Introduction

So many times I’ve heart people mentioning aligned memory access. I even protected memory alignment considerations when argued over some software design with my colleagues. I wanted to add few padding bytes into some packed structure to make the structure memory aligned and my colleagues could not understand why I am doing this. This is when I started wondering why I am bothering anyway. I mean, this memory alignment thing, it probably does something useful, but on some esoteric architectures like ALPHA and alike. Do I really need it on x86?

I’ve seen some reports about effects of aligned memory access, yet I couldn’t find some numbers that give a handy indication. I did find lots of university papers with lots of Greek letters and some complex formulas, few books dedicated to the subject and some documents about how bad unaligned memory access is. But really, how bad it is?

So, I decided to check things myself.

What I wanted to see is how much objective time it takes for the CPU to complete an aligned memory access versus a unaligned memory access. By objective time I mean same thing you see on your watch. Yet, since what I am interested in is actually a ratio, we can safely drop the time units. I wanted to test things on x86. No Sparcs and ALPHAs. Sorry mk68000 and PowerPC. Also, I wanted to test a native architecture memory unit: on 32-bit platform that would be reading/writing 32-bit long variable; on 64-bit platform that would be 64-bit long variable. Finally, I wanted to eliminate affects of L2 cache.

This is how I did the test.

The theory

What could be the problem you may ask?

The problem starts in the memory chip. Memory is capable to read certain number of bytes at a time. If you try to read from unaligned memory address, your request will cause RAM chip to do two read operations. For instance, assuming RAM works with units of 8 bytes, trying to read 8 bytes from relative offset of 5 will cause RAM chips to do two read operations. First will read bytes 0-7. Second will read bytes 8-15. As a result, the relatively slow memory access will become even slower.

Luckily hardware developers learned to overcome this problem long time ago. Actually the solution is not absolute and the ultimate problem remains. In modern computers CPU caches memory it reads. Memory cache build of 32 and 64 byte long cache lines. Even when you read just one byte from the memory, CPU reads a complete cache line and places it into the cache. This way reading 8 bytes from offset 5 or from offset 0 makes no difference – CPU reads 64 bytes in any case.

However things get not so pretty when you read from a memory address that is not on a cache line boundary. In that case CPU will read two complete cache lines. That is 128 bytes instead of only 8. This is a huge overhead and this is the overhead I would like to demonstrate you.

» DATA SUPPLIED:
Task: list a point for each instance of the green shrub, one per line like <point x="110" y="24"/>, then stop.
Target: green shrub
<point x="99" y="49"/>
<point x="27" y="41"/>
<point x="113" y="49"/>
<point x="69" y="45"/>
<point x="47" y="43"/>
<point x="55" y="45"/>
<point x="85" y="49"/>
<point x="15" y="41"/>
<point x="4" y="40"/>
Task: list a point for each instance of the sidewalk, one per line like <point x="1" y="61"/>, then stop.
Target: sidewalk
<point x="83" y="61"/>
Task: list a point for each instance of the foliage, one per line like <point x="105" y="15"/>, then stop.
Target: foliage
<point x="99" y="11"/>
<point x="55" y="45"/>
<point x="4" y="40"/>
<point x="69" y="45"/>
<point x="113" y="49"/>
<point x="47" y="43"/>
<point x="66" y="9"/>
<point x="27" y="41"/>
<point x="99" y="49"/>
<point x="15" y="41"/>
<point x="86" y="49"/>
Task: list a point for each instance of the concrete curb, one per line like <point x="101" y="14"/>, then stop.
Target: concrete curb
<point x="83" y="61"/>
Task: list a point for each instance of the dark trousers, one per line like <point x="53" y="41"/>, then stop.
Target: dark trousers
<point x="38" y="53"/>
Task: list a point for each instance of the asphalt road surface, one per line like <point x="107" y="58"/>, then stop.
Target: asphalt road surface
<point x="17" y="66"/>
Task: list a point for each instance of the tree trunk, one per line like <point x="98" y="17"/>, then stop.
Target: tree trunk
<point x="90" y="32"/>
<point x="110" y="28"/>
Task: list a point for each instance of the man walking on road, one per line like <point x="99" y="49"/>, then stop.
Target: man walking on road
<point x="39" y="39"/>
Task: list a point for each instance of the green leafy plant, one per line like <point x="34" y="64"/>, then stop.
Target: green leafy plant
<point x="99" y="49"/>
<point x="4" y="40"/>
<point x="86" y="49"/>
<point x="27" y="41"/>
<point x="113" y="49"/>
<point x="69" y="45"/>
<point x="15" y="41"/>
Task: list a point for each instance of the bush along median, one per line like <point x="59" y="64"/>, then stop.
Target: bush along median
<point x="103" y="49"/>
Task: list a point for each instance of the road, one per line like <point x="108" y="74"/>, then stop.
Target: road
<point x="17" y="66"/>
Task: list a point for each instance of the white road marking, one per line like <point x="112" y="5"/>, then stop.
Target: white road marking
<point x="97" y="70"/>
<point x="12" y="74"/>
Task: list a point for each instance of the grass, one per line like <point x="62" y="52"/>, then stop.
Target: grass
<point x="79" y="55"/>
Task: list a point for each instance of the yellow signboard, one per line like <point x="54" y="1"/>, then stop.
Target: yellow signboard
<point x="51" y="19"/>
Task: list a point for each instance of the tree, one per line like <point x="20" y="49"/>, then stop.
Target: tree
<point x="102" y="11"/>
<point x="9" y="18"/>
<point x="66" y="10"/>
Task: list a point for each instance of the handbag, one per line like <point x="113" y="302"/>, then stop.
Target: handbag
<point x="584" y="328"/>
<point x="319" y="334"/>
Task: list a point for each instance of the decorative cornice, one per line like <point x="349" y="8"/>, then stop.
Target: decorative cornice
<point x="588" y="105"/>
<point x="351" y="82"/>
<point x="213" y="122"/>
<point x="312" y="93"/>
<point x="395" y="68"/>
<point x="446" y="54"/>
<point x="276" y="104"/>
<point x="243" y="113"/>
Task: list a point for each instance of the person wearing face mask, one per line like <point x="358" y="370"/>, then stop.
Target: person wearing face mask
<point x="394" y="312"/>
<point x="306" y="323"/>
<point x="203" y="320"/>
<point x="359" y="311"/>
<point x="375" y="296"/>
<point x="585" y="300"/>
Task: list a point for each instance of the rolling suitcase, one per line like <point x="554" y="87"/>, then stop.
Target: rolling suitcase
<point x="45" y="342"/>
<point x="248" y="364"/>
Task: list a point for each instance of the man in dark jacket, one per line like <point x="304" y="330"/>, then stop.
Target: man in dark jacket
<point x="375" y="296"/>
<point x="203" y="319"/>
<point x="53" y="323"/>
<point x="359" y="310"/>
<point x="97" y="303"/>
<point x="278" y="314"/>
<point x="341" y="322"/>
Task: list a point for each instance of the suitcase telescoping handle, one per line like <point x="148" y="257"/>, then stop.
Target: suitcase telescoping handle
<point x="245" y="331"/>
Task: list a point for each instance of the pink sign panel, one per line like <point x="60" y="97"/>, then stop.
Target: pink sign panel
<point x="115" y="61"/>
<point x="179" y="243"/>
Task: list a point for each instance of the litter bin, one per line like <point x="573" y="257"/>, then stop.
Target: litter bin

» TASK SET:
• A. Answer from the memory alignment text:
(i) Which architecture did the author want to run the test on?
(ii) When RAM works with 8-byte units, which bytes does the second read operation cover for an 8-byte read from relative offset 5?
(iii) How many bytes does the CPU read when a memory address is not on a cache line boundary?
• B. Which lines of the entries contain the string "green"? Pull out each of those lines and copy it.
The entries have no connection to the memory alignment text.

» SOLUTIONS:
• A.
(i) x86
(ii) Bytes 8-15
(iii) 128 bytes (two complete cache lines)

• B.
Task: list a point for each instance of the green shrub, one per line like <point x="110" y="24"/>, then stop.
Target: green shrub
Task: list a point for each instance of the green leafy plant, one per line like <point x="34" y="64"/>, then stop.
Target: green leafy plant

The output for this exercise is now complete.